**TASK ITEM:** Quote the data below in full, please, without altering anything.

======== INFORMATION SUPPLIED

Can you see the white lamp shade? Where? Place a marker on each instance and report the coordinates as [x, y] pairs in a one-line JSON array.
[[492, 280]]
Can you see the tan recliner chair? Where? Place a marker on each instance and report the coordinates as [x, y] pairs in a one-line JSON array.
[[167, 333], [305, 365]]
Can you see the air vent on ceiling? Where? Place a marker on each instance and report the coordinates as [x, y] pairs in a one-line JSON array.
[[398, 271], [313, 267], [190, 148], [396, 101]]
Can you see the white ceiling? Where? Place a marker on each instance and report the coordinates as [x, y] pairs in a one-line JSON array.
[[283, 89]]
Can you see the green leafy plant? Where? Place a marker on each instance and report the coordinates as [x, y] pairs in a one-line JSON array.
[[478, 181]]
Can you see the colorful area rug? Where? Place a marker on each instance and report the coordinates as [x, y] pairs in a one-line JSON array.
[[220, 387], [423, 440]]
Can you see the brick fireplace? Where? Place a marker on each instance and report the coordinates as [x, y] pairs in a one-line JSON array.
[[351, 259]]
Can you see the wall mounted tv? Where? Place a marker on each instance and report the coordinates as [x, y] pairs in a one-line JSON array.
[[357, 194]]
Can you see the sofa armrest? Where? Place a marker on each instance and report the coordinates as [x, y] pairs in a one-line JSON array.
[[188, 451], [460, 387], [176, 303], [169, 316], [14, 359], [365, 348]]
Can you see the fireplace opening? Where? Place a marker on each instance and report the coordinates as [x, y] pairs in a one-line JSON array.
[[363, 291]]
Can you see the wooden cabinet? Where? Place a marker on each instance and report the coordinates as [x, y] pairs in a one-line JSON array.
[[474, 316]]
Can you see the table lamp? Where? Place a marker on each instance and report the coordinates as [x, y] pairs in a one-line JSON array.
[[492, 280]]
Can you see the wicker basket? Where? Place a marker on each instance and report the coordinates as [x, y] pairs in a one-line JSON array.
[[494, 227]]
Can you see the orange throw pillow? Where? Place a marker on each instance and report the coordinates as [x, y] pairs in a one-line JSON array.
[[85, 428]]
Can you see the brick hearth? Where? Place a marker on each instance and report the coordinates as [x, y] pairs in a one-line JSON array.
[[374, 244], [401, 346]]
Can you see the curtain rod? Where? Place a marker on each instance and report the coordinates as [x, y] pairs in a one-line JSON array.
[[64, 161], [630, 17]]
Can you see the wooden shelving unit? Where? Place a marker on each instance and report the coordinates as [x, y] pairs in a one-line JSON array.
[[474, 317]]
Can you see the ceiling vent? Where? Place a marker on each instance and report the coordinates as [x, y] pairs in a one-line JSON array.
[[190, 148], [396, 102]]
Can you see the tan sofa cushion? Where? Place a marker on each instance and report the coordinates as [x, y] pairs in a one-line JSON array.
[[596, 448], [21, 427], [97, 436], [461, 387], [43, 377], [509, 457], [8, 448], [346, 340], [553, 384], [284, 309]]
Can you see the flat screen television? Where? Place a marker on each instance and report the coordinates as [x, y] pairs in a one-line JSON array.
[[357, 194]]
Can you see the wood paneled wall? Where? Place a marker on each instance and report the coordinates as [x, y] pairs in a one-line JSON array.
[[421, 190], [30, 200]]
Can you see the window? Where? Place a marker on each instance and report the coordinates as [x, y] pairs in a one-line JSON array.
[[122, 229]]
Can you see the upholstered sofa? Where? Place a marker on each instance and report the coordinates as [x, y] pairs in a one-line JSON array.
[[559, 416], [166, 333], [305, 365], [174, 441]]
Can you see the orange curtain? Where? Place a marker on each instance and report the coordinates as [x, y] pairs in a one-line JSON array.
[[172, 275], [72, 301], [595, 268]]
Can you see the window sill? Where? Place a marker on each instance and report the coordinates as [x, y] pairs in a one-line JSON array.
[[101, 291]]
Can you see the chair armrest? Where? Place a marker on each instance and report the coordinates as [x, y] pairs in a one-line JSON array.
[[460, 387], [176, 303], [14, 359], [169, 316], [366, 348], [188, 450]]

================

**OUTPUT BELOW:**
Can you see the white lamp shade? Where? Place a marker on each instance and report the coordinates as [x, y] pairs in a one-line JSON array.
[[492, 280]]
Can you see the tan recliner chair? Where? Place a marker on each instance and report the coordinates as [x, y] pairs in a one-line JSON array.
[[167, 333], [305, 365]]
Can you see the air vent on ceiling? Where? Place a marker on each instance and report the coordinates as [x, y] pairs in a one-line JSON array.
[[398, 271], [313, 267], [190, 148], [396, 101]]
Can you see the white ceiling? Where? Place a marker on each instance and report the coordinates as [x, y] pairs in a one-line JSON array.
[[283, 89]]
Can you see the green leafy plant? Where? Place a marker on each instance and report the coordinates as [x, y] pairs in a one-line JSON array.
[[478, 181]]
Can you see the colorful area rug? Where? Place a marker on each instance and report the coordinates as [x, y] pairs in a one-line JSON array.
[[220, 387], [423, 440]]
Can you see the brick fireplace? Where? Place a marker on each instance and report the coordinates as [x, y] pairs in a one-line JSON array.
[[351, 259]]
Can you see the wall mounted tv? Where? Place a marker on each instance and report the coordinates as [x, y] pairs in a one-line JSON array.
[[357, 194]]
Can you see the sofa armrest? Where? Place a marker on each instance and report the coordinates as [x, y] pairs in a one-line JSON array.
[[188, 451], [460, 387], [176, 303], [169, 316], [14, 359], [365, 348]]
Can you see the fireplace opening? Where? Place a marker on each instance and report the coordinates as [x, y] pairs in a one-line JSON array.
[[363, 291]]
Can you see the wooden cabinet? Where? Place a marker on each instance and report the coordinates as [x, y] pairs in a one-line JSON array.
[[474, 316]]
Can you see the table lamp? Where? Place a marker on each instance and report the coordinates as [x, y] pairs in a one-line JSON array.
[[492, 280]]
Can you see the wicker basket? Where? Place a marker on each instance and report the coordinates as [x, y] pairs in a one-line JSON array.
[[494, 227]]
Can you see the orange throw pillow? Where? Place a marker on each instance and report the coordinates as [x, y] pairs in a one-line JSON array.
[[85, 428]]
Can you see the brick hearth? Where? Place a marker on each instance and report the coordinates as [x, y] pairs in a one-line JSON array.
[[374, 244], [401, 346]]
Can you see the curtain rod? Where? Place a marker on each instance and report the coordinates as [x, y] pairs in a one-line JSON array.
[[64, 161], [630, 17]]
Can you see the wooden shelving unit? Where? Place a marker on each instance and report the coordinates as [x, y] pairs in a one-line JSON array.
[[474, 317]]
Can you see the ceiling vent? Where? Place a marker on each instance and report the coordinates as [x, y] pairs in a one-line JSON array.
[[190, 148], [396, 102]]
Can you see the tan sofa cushion? Where? Place a marker on each instance and report the coordinates as [x, y] pairs in a one-line JSON array.
[[596, 448], [21, 427], [97, 436], [461, 387], [43, 377], [509, 457], [8, 448], [346, 340], [553, 384], [284, 309]]
Can you see the flat screen television? Where? Place a marker on each instance and report the coordinates as [x, y] pairs in a one-line JSON array.
[[357, 194]]
Can you see the wood paneled wall? Where? Place a marker on each instance and report the coordinates as [x, y] pairs in a one-line JSON array.
[[421, 190], [30, 200]]
Can you see the window? Where? Place a marker on each instance and report the coordinates as [x, y] pairs in a one-line JSON array.
[[122, 229]]
Can you see the upholstered sofa? Where? Place a marker on each instance and report the coordinates as [x, y] pairs in a one-line JSON array.
[[559, 416], [166, 333], [305, 365], [174, 441]]
Can you see the orange curtain? Where? Place a marker on each instance and report the coordinates as [x, y] pairs in a one-line JSON array.
[[172, 275], [72, 301], [595, 268]]
Can you see the window sill? Where? Place a marker on each instance and report the coordinates as [x, y] pairs in a one-line JSON array.
[[101, 291]]
Can you see the chair armrest? Where? Place a marker on each instance and report the coordinates as [x, y] pairs in a one-line JSON array.
[[460, 387], [176, 303], [14, 359], [169, 316], [366, 348], [188, 450]]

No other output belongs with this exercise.